• _Work item A_:
According to the stroke notes, how long should a person who has had multiple TIAs avoid driving?
• _Work item B_:
Write the next part of the stroke notes, picking up after their final line.

• _Passage for review_:

━━━━━━━━━━━━━━━━━━━━━━━━━━━━━━

List indications for urgent CT in suspected stroke
Reduced GCS or coma
On anticoagulants
Brainstem signs, bilateral signs, ‘locked-in’
Cerebellar stroke signs with headache or raised ICP symptoms
Severe headache
Stuttering onset
Immunocompromised
Unexplained fever
Signs of raised ICP
List contraindications to thrombolysis for management of stroke
Define TIA and stroke
Transient ischaemic attack – transient episode (less than 24 hours) of neurologic dysfunction caused by focal brain, spinal cord or retinal ischaemia, without acute infarction (no longer purely time based, even short ischaemia can result in pathological changes)
Stroke – clinical syndrome of presumed vascular origin characterised by rapidly developing signs of focal or global disturbance of cerebral functions which persist (longer than 24 hours) or leads to death
Describe initial assessment and management of TIA
Immediate management:
No longer use ABCD2 score
Give aspirin 300mg immediately, unless patient has bleeding disorder or is taking anticoagulant, patient is already taking low-dose aspirin regularly (continue this until reviewed by specialist) or aspirin is contraindicated
Specialist review:
If more than one TIA (crescendo TIA) or suspected cardioembolic source or severe carotid stenosis discuss need for admission or observation urgently with stroke specialist
If suspected TIA in past 7 days – assessment within 24 hours by specialist stroke physician
If suspected TIA over a week ago – specialist assessment within 7 days
CT brain not recommended unless suspicion of another diagnosis
MRI (including diffusion weighted and blood-sensitive sequences) preferred, on same day as specialist assessment
Urgent carotid doppler (unless not a surgical candidate)
Driving rules for TIA/stroke
TIA
Don’t drive until seen by specialist
1 TIA – don’t drive for 1 month, no need to inform DVLA
Multiple TIAs – don’t drive for 3 months, need to notify DVLA
Stroke
Don’t drive for at least 1 month, may not need to inform DVLA
Can start driving after 1 month if made adequate clinical recovery, only need to inform DVLA if residual neurological deficit (particularly visual field defect, cognitive defect, impaired limb function)
Describe secondary prevention for TIA/stroke
Lifestyle modification
Ischaemic stroke/TIA:
Clopidogrel first-line (without AF)
Aspirin and modified release dipyridamole if clopidogrel contraindicated or not tolerated
Given long-term
High-intensity statin (e.g. atorvastatin)
Anti-hypertensives – target SBP less than 130mmHg (or 140-150 if severe bilateral carotid artery stenosis)
Anticoagulation in AF – DOAC (non-valvular) or warfarin (valvular)

━━━━━━━━━━━━━━━━━━━━━━━━━━━━━━

[Dataset entries]
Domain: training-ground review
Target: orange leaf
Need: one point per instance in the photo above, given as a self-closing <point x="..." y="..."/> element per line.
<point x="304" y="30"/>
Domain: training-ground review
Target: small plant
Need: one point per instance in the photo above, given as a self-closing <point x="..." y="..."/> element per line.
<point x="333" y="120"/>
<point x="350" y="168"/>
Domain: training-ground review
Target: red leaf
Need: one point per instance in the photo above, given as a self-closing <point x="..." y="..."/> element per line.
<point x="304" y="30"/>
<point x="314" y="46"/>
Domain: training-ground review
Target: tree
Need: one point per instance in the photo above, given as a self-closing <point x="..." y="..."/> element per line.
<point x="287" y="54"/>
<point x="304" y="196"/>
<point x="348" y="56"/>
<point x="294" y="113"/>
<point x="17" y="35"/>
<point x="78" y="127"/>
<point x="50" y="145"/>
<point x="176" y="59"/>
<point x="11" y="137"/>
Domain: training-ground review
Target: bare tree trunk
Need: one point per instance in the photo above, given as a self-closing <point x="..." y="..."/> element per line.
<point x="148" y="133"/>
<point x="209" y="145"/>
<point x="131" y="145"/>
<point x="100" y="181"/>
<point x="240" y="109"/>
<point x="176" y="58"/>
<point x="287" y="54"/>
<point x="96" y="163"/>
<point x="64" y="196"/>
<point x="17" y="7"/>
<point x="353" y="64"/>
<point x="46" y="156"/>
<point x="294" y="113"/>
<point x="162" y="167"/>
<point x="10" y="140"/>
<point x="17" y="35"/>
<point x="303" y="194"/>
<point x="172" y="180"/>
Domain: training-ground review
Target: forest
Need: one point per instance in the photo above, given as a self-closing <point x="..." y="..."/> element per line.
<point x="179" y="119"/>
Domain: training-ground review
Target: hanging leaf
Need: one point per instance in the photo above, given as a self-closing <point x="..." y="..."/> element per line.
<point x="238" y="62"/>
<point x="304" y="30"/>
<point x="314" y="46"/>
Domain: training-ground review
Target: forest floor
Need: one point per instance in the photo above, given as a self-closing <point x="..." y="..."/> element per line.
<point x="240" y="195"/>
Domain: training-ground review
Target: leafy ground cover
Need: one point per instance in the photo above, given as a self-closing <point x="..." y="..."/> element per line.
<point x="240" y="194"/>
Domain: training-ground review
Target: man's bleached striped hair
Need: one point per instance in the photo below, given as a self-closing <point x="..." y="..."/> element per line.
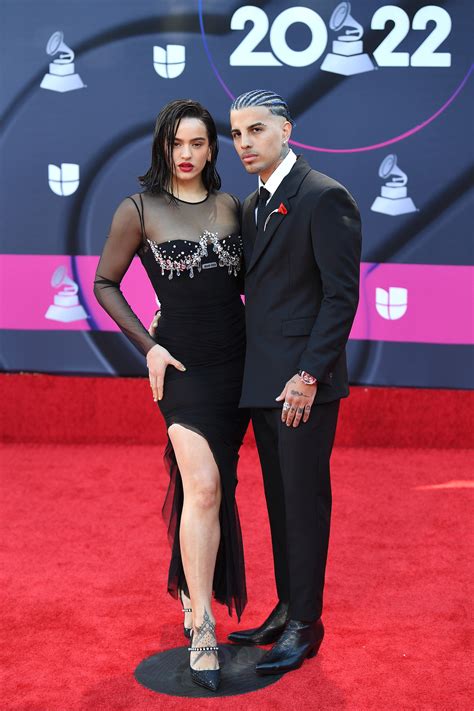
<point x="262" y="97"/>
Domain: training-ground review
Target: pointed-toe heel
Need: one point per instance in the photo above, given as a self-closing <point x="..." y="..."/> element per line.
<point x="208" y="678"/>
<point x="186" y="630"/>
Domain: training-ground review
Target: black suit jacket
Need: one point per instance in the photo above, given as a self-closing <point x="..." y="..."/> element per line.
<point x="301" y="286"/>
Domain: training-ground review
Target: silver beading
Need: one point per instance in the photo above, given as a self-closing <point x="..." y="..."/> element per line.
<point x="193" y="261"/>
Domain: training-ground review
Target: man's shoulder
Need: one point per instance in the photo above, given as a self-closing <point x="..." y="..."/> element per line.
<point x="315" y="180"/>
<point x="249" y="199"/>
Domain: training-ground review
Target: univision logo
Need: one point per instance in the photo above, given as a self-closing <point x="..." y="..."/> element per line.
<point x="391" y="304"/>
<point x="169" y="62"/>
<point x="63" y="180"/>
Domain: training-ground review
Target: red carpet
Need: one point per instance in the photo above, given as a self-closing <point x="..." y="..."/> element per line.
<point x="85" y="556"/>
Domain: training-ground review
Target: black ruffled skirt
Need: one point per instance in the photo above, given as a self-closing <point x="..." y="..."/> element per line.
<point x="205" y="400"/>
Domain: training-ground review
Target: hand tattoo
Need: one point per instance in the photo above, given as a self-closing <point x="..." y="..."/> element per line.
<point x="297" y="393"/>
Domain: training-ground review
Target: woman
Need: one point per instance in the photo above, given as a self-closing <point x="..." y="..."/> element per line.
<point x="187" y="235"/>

━━━━━━━━━━━━━━━━━━━━━━━━━━━━━━

• _Final answer A_:
They should not drive for 3 months and need to notify the DVLA.

• _Final answer B_:
Optimise management of comorbidities e.g. diabetes
Carotid artery stenosis:
Carotid artery endarterectomy recommended if patient has had stroke or TIA in carotid territory (extracranial internal carotid, ophthalmic artery, middle cerebral artery or anterior cerebral artery) and is not severely disabled
Considered if stenosis more than 70% according to European trial or 50% according to North American trial
Describe the cause and presentation of a subarachnoid haemorrhage
Causes:
Traumatic
Spontaneous –
Intracranial aneurysm (85%), associated with hypertension, PKD, Ehlers-Danlos, coarctation of the aorta
AV malformations
Pituitary apoplexy
Mycotic (infective) aneurysm
‘Thunderclap’ headache – acute onset, reaches peak intensity within seconds-minutes, occipital, severe (worst headache of life)
Nausea and vomiting
Photophobia
Neurological symptoms – dysphasia, weakness, visual disturbance, seizures
Reduced consciousness
Neck stiffness
Kernig’s sign – pain with passive knee extension when lying supine and hips and knees flexed
May have ECG changes e.g. ST elevation
How are subarachnoid haemorrhages assessed initially?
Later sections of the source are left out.